Scan the records and identify every line in which the string "sleeper" occurs, then return those lines.

==== SOURCE MATERIAL ====

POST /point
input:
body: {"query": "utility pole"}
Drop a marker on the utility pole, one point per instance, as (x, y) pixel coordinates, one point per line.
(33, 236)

====
==== SOURCE MATERIAL ====

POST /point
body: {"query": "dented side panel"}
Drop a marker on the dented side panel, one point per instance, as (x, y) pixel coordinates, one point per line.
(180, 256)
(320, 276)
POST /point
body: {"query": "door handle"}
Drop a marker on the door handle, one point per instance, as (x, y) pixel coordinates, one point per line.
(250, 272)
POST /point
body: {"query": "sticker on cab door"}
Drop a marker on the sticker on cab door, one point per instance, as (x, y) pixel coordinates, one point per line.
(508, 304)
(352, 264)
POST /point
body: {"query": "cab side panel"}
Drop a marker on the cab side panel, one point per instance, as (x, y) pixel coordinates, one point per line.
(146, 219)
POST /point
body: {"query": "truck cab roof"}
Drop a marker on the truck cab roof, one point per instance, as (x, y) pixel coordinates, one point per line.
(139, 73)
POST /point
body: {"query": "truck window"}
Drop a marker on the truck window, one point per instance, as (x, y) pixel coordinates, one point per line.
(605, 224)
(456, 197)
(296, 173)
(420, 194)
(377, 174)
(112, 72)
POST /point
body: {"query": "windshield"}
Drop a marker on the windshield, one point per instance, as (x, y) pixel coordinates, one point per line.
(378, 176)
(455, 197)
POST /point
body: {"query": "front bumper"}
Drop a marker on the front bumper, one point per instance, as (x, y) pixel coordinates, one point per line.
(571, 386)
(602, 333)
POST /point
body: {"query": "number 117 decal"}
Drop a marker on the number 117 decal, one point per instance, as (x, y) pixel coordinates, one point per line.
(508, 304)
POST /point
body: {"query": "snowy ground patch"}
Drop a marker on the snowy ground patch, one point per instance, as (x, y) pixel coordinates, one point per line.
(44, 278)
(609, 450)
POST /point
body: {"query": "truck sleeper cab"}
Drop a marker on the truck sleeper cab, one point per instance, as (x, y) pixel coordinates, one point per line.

====
==== SOURCE MATERIAL ====

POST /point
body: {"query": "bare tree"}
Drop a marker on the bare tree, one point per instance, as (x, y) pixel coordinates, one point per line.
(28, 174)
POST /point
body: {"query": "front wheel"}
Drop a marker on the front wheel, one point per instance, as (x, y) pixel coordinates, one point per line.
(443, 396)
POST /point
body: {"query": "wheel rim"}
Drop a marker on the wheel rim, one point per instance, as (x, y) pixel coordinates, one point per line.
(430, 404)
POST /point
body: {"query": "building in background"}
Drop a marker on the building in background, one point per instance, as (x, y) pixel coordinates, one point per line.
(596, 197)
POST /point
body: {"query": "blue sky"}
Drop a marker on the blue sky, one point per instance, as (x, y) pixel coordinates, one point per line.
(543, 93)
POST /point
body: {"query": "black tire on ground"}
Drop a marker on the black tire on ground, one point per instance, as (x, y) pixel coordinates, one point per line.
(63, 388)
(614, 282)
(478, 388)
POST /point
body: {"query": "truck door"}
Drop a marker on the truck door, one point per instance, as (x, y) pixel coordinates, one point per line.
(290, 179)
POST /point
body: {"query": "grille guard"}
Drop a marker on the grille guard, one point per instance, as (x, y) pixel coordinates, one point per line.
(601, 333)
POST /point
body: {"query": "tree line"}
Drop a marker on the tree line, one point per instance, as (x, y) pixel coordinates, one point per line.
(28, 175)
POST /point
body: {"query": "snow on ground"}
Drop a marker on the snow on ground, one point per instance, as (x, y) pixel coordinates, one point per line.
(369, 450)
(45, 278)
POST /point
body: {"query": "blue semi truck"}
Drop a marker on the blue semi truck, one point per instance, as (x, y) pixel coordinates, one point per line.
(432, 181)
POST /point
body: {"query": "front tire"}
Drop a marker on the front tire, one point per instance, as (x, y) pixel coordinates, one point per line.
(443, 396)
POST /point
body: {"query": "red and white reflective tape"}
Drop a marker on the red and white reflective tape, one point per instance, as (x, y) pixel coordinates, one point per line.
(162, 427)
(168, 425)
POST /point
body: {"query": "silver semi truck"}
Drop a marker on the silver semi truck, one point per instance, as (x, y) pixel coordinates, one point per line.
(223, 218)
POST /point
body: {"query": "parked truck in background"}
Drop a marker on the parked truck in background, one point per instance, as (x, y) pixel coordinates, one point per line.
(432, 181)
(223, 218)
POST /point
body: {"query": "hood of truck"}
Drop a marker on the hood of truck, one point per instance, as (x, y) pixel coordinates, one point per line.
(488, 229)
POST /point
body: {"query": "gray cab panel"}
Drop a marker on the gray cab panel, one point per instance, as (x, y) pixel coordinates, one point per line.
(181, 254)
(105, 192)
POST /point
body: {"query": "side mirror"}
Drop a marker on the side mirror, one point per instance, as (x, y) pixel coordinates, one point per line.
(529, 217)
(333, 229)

====

→ SOLUTION FOR THIS EXERCISE:
body: {"query": "truck sleeper cab"}
Drop a marker on the truck sleeper cab, one point per instance, as (x, y) pixel coordinates, one point per line.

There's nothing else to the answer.